**Do this**:
Quote the listing below line for line, leaving out the picture.

(A run of records)
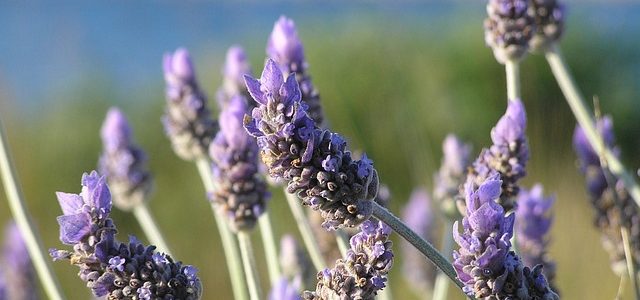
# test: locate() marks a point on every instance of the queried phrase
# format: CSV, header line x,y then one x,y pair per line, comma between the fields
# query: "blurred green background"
x,y
395,78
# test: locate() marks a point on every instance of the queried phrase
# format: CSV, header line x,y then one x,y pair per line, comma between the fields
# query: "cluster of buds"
x,y
315,163
112,269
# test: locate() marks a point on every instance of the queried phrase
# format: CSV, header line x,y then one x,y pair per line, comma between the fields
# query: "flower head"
x,y
451,175
187,121
533,222
242,193
418,215
236,65
123,163
613,206
508,155
508,29
285,48
296,150
484,262
549,16
363,272
17,268
110,268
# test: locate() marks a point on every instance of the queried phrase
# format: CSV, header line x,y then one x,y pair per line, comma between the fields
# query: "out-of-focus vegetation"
x,y
393,92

**Task result**:
# test: locate() marks a point on every instance of the queried phrase
# format: CSV, header line x,y then one x,y pair per line, comma between the fields
# query: "blurred green background"
x,y
395,78
# test: locate() marks a point on every instance of the queried phrase
# format: CSV, header line x,y then one x,y pair per line, comma between the fields
# query: "cluster of buds"
x,y
315,163
112,269
# test: locate() marks a point on every instance of the queried phrase
# format: CSV, header line x,y then one x,y pair per line, comma between the fields
# query: "flower head"
x,y
451,175
187,121
533,222
242,193
418,215
236,65
123,163
613,206
508,155
508,29
285,48
296,150
484,262
549,16
363,272
17,268
110,268
# test: locate() marks a point on every instance of the queried phrase
# format: CSV, header line x,y then one x,y pair per line, comma between the fields
# query: "out-of-focus vegetation"
x,y
393,92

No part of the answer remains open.